* Working data:
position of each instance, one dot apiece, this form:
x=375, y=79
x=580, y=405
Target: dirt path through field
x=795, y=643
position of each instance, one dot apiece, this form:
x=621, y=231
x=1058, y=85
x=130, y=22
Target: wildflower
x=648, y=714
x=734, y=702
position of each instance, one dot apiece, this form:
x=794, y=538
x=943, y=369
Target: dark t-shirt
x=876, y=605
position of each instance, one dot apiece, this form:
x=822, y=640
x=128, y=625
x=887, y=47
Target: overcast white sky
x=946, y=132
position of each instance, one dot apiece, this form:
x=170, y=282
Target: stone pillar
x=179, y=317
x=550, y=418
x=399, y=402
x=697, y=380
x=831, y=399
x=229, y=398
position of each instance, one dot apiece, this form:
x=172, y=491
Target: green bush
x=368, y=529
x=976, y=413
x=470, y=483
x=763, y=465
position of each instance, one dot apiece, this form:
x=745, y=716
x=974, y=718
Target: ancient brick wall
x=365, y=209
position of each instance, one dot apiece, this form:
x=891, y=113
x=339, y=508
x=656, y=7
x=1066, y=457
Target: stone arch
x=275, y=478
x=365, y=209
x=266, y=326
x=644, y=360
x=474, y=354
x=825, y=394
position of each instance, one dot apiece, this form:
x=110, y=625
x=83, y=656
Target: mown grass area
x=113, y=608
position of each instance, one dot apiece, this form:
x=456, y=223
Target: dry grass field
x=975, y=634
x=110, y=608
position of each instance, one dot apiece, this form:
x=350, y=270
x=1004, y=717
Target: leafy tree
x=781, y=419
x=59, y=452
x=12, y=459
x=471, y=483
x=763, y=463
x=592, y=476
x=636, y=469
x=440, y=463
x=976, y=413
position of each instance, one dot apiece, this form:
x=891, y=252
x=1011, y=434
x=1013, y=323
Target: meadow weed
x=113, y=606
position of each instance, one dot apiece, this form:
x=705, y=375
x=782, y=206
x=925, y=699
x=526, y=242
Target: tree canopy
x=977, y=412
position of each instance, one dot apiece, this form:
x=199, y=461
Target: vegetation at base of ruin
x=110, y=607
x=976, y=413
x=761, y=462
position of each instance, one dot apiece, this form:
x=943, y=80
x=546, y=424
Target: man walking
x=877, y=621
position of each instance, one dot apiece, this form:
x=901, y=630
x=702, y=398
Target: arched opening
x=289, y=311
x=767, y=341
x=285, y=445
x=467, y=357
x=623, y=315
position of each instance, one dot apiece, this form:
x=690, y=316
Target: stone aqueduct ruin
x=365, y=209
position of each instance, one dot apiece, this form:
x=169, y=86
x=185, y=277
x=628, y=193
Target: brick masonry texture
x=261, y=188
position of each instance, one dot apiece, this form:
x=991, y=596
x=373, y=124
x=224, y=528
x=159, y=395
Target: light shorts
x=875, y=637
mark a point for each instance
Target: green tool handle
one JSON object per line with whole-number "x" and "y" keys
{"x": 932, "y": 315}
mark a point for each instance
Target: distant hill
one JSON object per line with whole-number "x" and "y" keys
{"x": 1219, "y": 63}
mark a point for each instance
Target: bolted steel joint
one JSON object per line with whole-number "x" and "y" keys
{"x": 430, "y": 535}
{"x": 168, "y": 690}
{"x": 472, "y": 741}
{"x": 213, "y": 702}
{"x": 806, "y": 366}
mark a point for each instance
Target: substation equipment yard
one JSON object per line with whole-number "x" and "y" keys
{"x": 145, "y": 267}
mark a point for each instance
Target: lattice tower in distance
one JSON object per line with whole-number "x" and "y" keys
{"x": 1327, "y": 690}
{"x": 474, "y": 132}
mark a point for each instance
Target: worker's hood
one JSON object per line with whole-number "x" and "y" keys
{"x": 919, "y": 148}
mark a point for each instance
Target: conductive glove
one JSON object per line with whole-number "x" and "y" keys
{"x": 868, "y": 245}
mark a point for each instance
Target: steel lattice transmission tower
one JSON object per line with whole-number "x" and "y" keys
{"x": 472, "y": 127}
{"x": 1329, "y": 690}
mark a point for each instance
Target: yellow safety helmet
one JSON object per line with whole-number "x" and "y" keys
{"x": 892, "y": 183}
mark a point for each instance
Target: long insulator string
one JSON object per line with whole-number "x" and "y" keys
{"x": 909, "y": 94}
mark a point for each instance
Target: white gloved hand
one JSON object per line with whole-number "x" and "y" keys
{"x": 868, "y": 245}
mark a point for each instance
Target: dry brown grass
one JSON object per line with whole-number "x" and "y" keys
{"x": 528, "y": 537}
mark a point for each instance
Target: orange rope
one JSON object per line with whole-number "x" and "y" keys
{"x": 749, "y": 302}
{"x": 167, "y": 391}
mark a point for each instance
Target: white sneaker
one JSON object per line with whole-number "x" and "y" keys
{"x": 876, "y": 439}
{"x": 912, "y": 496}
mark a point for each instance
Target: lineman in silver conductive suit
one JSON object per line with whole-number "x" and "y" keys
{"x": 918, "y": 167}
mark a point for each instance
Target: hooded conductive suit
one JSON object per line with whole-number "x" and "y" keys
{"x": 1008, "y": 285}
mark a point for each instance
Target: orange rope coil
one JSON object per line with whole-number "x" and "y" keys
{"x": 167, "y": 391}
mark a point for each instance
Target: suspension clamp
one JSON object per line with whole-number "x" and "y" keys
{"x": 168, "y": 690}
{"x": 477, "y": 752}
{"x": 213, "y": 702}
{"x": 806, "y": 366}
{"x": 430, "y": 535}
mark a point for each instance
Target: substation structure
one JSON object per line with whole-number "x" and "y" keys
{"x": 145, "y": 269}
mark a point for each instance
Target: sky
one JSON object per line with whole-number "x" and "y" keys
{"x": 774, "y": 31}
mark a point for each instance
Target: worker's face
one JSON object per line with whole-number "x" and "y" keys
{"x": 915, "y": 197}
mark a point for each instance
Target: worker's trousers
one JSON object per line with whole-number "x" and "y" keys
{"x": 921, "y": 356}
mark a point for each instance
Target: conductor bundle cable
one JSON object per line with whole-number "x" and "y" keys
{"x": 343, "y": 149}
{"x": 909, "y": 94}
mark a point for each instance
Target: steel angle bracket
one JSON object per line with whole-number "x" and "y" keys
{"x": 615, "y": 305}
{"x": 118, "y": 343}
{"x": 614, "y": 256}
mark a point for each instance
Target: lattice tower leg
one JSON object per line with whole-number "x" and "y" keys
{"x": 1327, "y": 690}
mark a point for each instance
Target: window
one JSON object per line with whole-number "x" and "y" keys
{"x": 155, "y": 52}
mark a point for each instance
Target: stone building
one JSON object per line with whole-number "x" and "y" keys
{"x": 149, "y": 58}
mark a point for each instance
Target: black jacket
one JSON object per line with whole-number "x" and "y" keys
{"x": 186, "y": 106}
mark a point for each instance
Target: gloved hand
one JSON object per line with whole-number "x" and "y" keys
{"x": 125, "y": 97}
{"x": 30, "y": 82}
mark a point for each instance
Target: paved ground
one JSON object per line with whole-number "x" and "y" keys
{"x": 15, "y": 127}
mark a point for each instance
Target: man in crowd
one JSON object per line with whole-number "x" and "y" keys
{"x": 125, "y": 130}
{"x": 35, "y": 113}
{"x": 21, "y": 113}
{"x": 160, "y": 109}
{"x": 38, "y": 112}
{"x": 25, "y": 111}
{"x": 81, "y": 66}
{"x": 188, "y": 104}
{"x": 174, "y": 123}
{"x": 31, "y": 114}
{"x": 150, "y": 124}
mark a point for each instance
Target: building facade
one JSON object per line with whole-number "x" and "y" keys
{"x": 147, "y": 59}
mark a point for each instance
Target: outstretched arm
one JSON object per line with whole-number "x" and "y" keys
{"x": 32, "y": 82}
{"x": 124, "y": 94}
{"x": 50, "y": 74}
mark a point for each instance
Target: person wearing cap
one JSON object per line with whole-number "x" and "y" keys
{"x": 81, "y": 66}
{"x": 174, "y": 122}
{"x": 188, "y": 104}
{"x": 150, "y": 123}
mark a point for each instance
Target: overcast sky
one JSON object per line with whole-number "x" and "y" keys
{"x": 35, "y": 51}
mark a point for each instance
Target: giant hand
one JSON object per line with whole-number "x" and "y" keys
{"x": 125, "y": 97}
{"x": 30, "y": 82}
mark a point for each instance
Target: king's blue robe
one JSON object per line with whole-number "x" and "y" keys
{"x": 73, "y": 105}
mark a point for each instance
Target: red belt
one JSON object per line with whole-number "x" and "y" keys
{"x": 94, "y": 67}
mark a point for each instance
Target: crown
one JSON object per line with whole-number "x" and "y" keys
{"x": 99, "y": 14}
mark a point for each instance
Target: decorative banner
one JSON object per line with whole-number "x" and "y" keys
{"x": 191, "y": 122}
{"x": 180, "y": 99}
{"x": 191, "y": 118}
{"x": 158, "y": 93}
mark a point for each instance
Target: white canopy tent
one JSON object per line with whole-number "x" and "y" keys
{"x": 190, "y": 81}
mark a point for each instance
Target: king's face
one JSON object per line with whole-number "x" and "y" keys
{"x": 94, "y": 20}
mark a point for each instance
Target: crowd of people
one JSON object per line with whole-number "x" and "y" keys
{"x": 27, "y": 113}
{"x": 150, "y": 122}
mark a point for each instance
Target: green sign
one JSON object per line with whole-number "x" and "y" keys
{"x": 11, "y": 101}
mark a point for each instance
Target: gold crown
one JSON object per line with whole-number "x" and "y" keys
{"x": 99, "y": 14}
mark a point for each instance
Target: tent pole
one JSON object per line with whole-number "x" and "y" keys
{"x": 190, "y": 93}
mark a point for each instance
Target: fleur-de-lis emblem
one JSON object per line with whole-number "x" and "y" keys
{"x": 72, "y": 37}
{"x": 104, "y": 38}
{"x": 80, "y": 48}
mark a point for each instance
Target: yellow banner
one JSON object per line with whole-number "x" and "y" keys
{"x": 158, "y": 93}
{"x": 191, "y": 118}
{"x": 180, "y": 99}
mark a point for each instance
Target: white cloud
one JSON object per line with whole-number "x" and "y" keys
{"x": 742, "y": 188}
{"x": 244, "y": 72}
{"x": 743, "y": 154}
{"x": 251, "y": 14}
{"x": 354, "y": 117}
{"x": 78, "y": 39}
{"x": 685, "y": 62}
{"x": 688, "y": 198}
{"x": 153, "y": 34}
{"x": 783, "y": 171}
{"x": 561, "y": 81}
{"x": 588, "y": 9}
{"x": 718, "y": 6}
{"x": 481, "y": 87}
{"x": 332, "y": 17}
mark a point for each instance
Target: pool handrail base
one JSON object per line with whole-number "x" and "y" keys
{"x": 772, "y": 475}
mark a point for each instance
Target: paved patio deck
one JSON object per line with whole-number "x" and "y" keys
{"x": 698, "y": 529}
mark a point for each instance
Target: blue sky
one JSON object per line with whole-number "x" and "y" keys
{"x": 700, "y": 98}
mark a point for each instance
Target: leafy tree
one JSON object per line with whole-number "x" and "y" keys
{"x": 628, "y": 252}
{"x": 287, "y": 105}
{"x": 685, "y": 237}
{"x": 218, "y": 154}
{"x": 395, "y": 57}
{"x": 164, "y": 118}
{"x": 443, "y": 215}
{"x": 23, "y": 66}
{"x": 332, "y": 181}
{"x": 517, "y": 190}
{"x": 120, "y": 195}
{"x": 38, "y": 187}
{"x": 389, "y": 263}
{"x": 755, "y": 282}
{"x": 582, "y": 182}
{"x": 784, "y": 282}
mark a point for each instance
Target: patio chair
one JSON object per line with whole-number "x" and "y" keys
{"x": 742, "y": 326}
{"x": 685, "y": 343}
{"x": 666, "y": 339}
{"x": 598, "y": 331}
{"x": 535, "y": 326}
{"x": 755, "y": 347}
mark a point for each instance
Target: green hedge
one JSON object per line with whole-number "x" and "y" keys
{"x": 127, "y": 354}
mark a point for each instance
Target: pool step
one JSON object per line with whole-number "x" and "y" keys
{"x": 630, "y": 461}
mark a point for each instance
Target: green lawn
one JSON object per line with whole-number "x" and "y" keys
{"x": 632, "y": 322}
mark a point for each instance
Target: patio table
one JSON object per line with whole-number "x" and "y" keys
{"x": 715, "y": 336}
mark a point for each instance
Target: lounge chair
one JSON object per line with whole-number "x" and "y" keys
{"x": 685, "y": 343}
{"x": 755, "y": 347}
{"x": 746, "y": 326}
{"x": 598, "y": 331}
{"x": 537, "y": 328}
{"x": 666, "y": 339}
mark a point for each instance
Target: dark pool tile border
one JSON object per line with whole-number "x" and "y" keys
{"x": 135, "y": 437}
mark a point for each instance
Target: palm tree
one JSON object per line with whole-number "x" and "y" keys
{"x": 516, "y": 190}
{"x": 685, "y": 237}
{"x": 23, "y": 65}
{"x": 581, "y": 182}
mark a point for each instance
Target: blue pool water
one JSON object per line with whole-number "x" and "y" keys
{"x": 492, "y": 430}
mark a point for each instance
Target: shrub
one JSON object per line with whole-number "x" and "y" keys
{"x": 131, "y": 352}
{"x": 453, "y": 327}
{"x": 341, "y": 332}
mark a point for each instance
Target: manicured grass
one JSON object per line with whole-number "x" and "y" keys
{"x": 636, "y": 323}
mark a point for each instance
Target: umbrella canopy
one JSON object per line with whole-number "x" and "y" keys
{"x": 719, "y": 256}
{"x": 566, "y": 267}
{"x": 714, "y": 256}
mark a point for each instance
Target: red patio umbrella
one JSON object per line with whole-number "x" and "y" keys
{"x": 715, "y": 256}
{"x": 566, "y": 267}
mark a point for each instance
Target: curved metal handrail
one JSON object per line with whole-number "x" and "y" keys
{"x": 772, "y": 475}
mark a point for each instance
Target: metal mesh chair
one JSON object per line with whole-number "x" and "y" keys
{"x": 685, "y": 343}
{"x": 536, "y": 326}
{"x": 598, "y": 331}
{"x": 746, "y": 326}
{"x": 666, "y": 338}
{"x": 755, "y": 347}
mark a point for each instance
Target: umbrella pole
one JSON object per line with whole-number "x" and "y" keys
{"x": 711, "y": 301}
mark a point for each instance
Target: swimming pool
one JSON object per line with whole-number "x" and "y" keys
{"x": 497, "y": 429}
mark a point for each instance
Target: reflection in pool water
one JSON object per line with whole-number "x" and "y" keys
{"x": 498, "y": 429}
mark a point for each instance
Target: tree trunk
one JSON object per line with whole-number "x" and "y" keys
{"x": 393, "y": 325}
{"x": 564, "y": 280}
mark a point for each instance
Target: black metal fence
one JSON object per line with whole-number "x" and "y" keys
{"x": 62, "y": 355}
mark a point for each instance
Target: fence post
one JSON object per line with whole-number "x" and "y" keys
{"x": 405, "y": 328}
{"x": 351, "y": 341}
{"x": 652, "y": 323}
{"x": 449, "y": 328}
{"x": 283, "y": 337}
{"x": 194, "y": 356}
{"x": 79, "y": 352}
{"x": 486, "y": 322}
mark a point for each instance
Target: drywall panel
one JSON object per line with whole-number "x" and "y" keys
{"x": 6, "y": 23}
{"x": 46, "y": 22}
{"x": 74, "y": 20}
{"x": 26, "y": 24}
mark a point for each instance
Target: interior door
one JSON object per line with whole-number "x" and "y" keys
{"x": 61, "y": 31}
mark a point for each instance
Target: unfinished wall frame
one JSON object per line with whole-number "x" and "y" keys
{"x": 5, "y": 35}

* Directions for this task: Please write out, exactly as they appear above, only the lines in the stretch from the line with "Target: pool step" through the line with "Target: patio table".

* Response for this exercise:
Target: pool step
one JSON object per line with whole-number "x" and "y" keys
{"x": 630, "y": 461}
mark a point for each instance
Target: green lawn
one JSON object per line with whole-number "x" and "y" keys
{"x": 632, "y": 322}
mark a point for each instance
Target: patio table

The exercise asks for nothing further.